What is CFM? Do you know? Of course not, if you did, you wouldn’t be here. Luckily you’ve come to the right place. You have questions and we have answers.
Believe it or not, here are a few common questions people often ask on forums are : What is CFM? What does CFM mean? CFM vs MPH: What’s the difference?
What is CFM?
CFM is the most common way to measure airflow, it means Cubic Feet per Minute. It’s a measure in cubic feet, of the volume of air going past a certain point in one minute. To visualize it we may consider a vessel of 1000 cubic feet with an extractor fan that replaces all the air in the vessel every minute. That fan has a 1000 CFM rating and it can be replaced with a backpack leaf blower of 1000 CFM.
The blower should also replace the air in the vessel within 1 minute. In doing so, it will exhaust 1000 CFM through its blow pipe. Therefore, CFM is a good measure of how much air goes through the blower, but it does not tell us how fast the air moves. To determine how fast the volume of air moves we need a standard method to measure its speed. That standard is miles per hour (MPH).
MPH measures speed by the distance in miles something travels in one hour. We relate to it as the speed at which something moves past a point. Therefore, the MPH rating indicates how fast the air moves out of the blower. The two values, CFM and MPH combined, creates the force that moves the leaves and debris. It’s therefore wrong to weigh the one against the other.
I’m often asked what’s more important when it comes to leaf blowers, CFM or MPH? My answer is that it is wrong to compare CFM to MPH, it’s equally wrong to argue the merits of CFM vs MPH. CFM is not more important than MPH and the opposite is also not true. CFM is a measure of volume per minute and MPH a measure of distance per minute. You should use both figures to understand how powerful the blower is. Both matter, that is why the suppliers quote CFM and MPH. The debate about which is better or more desirable should not exist.
VIDEO | The Math of CFM and HVAC
The following example will help us understand what happens when we use a blower. But instead of using air, let’s imagine a vessel holding 1000 cubic feet water with a 2-inch valve at the bottom. Attached to the valve is a short piece of 2-inch diameter pipe. Our goal is to open the valve and see if it will empty the vessel in one minute. When we open the valve, we find to our disappointment it takes a lot longer than 1 minute to let all the water out. What we have here is a volume of 1000 cubic feet of water in the vessel. But we fail to move 1000 cubic feet of water per minute (CFM).
If you hold your hand in the water flowing from the pipe it will push against your hand but you will easily resist the pressure. To achieve our one-minute goal, we attach a pump to the valve and force the water through the pipe at high speed. We also adjust the water flow with the valve to empty the vessel in one minute. Now you will find it very hard to hold your hand in the water flow because the water is moving faster.

— Stated goal —
Carry on the explanation of CFM and MPH from the point where it stops, picking up after the sentence about the faster-moving water.

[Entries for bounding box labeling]
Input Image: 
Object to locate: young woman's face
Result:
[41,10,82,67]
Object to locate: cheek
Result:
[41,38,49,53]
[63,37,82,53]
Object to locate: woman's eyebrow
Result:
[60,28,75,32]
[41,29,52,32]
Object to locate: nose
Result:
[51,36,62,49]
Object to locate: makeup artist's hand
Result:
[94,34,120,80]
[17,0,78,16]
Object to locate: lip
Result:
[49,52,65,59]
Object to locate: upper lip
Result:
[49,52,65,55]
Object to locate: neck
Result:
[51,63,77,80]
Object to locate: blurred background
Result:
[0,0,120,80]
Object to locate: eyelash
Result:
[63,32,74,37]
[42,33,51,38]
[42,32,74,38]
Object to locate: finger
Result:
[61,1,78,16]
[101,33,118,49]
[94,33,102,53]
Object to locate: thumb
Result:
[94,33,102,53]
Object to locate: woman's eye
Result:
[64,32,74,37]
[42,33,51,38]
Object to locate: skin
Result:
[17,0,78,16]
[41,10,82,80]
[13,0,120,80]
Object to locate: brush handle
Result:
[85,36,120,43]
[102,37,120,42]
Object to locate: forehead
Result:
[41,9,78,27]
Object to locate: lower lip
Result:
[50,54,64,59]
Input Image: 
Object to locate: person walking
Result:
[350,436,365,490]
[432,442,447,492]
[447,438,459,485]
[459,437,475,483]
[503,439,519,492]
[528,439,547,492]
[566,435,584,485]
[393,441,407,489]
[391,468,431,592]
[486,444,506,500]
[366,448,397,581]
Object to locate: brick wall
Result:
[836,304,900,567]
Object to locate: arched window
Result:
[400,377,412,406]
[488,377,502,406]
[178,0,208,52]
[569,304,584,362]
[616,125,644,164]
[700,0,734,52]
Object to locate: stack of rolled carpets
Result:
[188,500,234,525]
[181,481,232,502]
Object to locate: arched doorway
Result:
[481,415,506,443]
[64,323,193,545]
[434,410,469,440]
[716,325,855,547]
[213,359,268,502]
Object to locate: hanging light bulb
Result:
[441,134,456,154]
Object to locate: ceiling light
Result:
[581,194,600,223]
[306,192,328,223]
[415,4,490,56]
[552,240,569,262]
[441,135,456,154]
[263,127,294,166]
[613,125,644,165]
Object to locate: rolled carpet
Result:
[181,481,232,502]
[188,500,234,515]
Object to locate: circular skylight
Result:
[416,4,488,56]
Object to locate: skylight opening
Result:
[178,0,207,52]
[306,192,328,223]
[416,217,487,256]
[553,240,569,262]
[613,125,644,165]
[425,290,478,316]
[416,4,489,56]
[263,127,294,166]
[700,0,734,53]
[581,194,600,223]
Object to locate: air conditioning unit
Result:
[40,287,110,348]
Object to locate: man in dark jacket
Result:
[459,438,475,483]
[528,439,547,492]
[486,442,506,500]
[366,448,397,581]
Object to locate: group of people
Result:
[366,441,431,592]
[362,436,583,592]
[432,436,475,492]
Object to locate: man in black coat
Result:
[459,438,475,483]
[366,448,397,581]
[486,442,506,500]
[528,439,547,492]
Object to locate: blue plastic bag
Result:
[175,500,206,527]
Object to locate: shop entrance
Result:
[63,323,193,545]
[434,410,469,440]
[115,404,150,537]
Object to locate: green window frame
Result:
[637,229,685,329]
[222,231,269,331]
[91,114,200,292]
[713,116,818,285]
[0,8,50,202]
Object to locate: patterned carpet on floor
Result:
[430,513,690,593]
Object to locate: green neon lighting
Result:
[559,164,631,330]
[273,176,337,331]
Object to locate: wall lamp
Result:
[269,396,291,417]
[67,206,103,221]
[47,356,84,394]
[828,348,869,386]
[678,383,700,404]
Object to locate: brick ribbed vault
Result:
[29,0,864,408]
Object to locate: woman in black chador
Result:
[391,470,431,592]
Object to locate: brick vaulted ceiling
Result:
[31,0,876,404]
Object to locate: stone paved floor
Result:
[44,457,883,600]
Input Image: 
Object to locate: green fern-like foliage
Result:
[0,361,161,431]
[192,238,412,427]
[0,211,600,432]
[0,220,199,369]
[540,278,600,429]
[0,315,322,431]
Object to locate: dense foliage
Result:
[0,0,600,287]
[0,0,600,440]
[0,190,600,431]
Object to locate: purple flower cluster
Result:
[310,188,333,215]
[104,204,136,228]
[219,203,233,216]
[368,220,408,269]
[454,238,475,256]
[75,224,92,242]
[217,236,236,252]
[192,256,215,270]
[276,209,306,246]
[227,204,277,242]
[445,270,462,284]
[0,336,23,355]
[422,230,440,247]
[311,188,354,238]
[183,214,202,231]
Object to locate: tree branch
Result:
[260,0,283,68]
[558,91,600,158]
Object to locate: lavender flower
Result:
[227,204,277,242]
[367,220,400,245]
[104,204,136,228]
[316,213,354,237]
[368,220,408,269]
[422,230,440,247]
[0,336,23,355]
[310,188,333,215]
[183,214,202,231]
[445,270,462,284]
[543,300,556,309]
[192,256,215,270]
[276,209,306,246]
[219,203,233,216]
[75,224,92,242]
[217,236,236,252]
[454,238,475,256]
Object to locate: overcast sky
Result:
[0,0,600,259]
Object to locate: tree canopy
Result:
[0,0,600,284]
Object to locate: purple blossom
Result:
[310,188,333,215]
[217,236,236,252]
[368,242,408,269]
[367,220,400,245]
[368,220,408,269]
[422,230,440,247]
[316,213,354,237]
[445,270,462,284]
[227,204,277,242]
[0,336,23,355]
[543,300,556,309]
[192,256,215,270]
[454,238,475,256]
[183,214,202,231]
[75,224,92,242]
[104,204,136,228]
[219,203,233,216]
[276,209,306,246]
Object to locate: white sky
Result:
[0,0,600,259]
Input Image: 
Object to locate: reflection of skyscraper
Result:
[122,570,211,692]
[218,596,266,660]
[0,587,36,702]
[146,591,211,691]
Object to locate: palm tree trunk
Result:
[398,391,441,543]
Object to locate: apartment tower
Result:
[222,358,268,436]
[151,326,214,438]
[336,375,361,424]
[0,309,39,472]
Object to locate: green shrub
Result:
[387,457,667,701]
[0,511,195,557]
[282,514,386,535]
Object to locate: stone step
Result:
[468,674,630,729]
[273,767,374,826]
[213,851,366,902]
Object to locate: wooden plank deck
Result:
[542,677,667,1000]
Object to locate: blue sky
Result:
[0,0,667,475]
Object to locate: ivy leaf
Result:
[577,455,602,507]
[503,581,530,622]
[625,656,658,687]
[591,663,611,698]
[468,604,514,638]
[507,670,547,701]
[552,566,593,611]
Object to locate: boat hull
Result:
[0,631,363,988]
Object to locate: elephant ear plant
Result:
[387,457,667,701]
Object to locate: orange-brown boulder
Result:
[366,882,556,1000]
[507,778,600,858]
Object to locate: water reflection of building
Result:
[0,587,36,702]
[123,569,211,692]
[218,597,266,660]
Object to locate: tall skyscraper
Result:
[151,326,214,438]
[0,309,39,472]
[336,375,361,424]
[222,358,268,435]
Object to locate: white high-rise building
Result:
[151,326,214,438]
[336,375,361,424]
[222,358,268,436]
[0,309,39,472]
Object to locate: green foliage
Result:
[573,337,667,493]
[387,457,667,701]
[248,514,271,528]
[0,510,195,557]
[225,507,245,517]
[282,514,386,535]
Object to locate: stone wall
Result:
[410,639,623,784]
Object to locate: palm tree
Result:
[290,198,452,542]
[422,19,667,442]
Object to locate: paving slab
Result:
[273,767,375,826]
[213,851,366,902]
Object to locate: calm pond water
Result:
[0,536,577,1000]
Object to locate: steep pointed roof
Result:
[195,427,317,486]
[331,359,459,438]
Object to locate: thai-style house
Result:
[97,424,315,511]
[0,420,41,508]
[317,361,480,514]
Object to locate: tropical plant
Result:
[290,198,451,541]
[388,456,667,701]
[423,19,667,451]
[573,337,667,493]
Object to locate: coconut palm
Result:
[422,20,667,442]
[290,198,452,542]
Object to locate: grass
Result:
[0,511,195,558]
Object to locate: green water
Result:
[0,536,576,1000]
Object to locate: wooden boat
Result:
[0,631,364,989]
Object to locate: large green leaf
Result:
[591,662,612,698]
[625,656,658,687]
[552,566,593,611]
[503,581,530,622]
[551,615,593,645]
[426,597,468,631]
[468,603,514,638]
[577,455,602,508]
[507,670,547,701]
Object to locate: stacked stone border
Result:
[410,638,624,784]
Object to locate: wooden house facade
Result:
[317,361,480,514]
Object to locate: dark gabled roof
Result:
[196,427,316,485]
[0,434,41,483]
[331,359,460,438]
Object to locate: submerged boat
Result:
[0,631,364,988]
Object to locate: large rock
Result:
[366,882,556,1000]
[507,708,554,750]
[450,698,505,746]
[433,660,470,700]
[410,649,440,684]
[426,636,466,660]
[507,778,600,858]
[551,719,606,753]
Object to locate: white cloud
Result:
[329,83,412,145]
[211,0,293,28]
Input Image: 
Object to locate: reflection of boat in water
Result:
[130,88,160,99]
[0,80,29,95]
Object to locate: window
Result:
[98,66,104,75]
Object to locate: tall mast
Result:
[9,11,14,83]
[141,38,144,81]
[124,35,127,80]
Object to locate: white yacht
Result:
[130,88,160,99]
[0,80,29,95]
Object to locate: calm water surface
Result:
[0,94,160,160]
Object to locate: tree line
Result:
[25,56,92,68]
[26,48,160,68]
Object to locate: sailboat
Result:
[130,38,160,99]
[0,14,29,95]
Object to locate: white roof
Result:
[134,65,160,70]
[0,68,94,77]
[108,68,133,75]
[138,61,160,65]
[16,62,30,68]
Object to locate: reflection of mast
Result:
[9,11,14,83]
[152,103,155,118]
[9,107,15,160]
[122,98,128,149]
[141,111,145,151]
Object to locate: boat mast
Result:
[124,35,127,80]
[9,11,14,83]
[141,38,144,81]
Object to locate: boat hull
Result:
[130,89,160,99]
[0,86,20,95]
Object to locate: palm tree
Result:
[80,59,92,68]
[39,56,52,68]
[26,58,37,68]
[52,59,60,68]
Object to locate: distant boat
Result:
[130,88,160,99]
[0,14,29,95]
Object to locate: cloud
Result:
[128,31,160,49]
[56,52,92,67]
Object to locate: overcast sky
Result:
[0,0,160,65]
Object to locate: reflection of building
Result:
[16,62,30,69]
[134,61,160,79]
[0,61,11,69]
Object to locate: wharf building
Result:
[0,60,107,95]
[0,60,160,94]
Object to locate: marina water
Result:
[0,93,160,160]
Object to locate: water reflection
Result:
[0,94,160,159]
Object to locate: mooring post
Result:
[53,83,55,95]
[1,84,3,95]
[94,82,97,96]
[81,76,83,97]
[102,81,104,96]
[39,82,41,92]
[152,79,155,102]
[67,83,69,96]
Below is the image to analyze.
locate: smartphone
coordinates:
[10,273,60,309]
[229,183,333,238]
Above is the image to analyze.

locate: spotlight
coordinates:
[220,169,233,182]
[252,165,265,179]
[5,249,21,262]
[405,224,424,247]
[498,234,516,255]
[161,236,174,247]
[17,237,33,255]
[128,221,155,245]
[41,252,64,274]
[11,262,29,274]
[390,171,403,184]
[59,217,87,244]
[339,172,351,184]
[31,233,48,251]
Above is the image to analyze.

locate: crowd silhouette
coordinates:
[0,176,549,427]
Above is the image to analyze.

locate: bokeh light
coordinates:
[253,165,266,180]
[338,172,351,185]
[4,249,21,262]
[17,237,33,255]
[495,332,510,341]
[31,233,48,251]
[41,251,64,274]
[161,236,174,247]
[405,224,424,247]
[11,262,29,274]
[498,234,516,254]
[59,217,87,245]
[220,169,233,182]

— The output —
The blower in our first example moves the 1000 cubic feet air through the blower pipe. If that pipe has a nominal diameter of 3 inches it needs to be 5097 feet long to have a volume of 1000 cubic feet. However, the pipe is not that long, it is normally about 47 inches long. What we can imagine is moving our 3-inch sausage of air that’s 5097 feet long, past a point in the pipe within one minute. That’s 5097 feet per minute or 57.92 miles per hour. With a pipe diameter of 2 inches the speed increases to 11420 feet per minute or 129.77 miles per hour. This example ignores all frictional and other losses in the system. It merely explains the principle of moving a volume of air per minute at miles per hour.
Note : It’s important to clarify that CFM is not an indicator of volume. The term “cubic foot” is often misinterpreted as a measure of volume, but in this context it actually refers to “the mass of a cubic foot of atmospheric air,” — a measure of mass. This language apparently goes as far back to the age of steam power in the 19th century, which, as with many things, is still with us today.
SCFM vs CFM : What’s the difference?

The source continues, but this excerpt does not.